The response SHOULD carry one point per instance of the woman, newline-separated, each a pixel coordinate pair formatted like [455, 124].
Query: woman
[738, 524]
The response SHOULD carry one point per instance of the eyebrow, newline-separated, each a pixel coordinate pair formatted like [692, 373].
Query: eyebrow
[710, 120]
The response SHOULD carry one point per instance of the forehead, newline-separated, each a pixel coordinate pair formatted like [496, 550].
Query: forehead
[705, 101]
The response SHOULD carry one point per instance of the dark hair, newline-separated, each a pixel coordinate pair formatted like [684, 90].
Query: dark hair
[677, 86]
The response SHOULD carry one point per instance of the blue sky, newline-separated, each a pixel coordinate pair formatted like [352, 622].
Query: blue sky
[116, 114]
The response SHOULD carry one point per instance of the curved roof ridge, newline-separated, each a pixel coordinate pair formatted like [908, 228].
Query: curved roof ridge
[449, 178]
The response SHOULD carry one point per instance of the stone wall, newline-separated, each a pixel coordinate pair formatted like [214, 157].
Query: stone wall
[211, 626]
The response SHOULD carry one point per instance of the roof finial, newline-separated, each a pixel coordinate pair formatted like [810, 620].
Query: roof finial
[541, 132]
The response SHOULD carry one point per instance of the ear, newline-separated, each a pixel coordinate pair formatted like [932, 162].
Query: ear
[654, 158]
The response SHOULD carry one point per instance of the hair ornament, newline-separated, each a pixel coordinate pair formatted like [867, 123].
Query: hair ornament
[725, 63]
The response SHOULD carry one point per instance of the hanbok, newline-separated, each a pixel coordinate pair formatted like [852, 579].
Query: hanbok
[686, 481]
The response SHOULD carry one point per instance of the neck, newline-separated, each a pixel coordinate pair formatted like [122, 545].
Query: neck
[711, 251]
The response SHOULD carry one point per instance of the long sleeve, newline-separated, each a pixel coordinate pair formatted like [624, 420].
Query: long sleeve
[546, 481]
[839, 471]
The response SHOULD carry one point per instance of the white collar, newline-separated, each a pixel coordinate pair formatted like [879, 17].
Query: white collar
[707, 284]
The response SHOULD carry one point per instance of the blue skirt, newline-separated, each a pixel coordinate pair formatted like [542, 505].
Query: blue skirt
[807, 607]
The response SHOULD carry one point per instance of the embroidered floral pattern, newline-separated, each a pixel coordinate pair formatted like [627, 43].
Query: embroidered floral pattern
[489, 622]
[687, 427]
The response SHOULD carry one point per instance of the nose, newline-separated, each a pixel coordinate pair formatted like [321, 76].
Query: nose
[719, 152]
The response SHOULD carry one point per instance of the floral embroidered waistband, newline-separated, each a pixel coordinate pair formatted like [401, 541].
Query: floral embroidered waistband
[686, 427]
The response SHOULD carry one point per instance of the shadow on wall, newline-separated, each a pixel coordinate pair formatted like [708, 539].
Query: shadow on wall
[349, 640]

━━━━━━━━

> [Written instruction]
Can you reproduce all the material exactly?

> [Reply to the exercise]
The response SHOULD carry one point per instance of the woman, newline-separated, each a pixel coordinate pair formatted like [455, 124].
Query: woman
[738, 524]
The response SHOULD carry one point per instance of the eyebrow, newline-separated, each a pixel coordinate pair formatted like [692, 373].
Query: eyebrow
[710, 120]
The response SHOULD carry one point per instance of the forehead, newline-separated, each a pixel coordinate pair formatted like [496, 550].
Query: forehead
[705, 101]
The response SHOULD carry one point per instance of the dark hair, newline-separated, each a pixel coordinate pair formatted like [684, 90].
Query: dark hair
[677, 86]
The response SHOULD carry one point per instance of the blue sky, newline-separated, each a pixel coordinate pair formatted like [352, 622].
Query: blue sky
[116, 114]
The response SHOULD carry one point per instance of the curved roof ridge, newline-separated, each a pixel coordinate pair formatted like [908, 228].
Query: curved roof ridge
[449, 178]
The response SHOULD carry one point per instance of the stone wall, newline-separated, each a pixel coordinate pair formatted like [214, 157].
Query: stone wall
[211, 626]
The response SHOULD carry one point per instance of the roof finial, newline-separated, each a pixel coordinate pair formatted like [810, 620].
Query: roof finial
[541, 132]
The response SHOULD carry one point per instance of the ear, newline-separated, each a pixel coordinate pair formatted like [932, 162].
Query: ear
[654, 158]
The response SHOULD carry one point per instance of the hair ornament, newline-separated, each a pixel coordinate pair formatted like [867, 123].
Query: hair ornament
[725, 63]
The response SHOULD carry one point per instance of the hanbok, newline-separated, each a pixel coordinate pair formatted like [852, 579].
Query: hanbok
[686, 481]
The response SHOULD carry one point per instance of the neck, newline-separated, each a pixel coordinate pair formatted like [122, 545].
Query: neck
[711, 251]
The response SHOULD carry one point per instance of the long sleeve, newline-separated, each a pixel coordinate pair formatted like [624, 420].
Query: long sleeve
[546, 481]
[839, 471]
The response SHOULD carry one point per instance of the white collar, newline-separated, each a pixel coordinate pair formatted like [879, 17].
Query: white collar
[707, 284]
The response SHOULD carry one point per instance of the blue skirt, newline-separated, each a pixel coordinate pair formatted like [542, 505].
Query: blue skirt
[807, 607]
The response SHOULD carry one point per instance of the embroidered floral pattern, newline-separated, each a pixel coordinate pair formatted like [627, 43].
Query: embroidered floral pattern
[489, 622]
[687, 427]
The response SHOULD carry one point per instance of the nose, newline-separated, each a pixel coordinate pair formatted like [321, 76].
Query: nose
[719, 152]
The response SHOULD carry one point per instance of the floral embroidered waistband, newline-separated, each a pixel coordinate pair formatted like [401, 541].
Query: floral embroidered waistband
[686, 427]
The response SHOULD carry one point per instance of the shadow on wall, newline-separated, each a pixel coordinate pair formatted like [708, 539].
Query: shadow on wall
[349, 640]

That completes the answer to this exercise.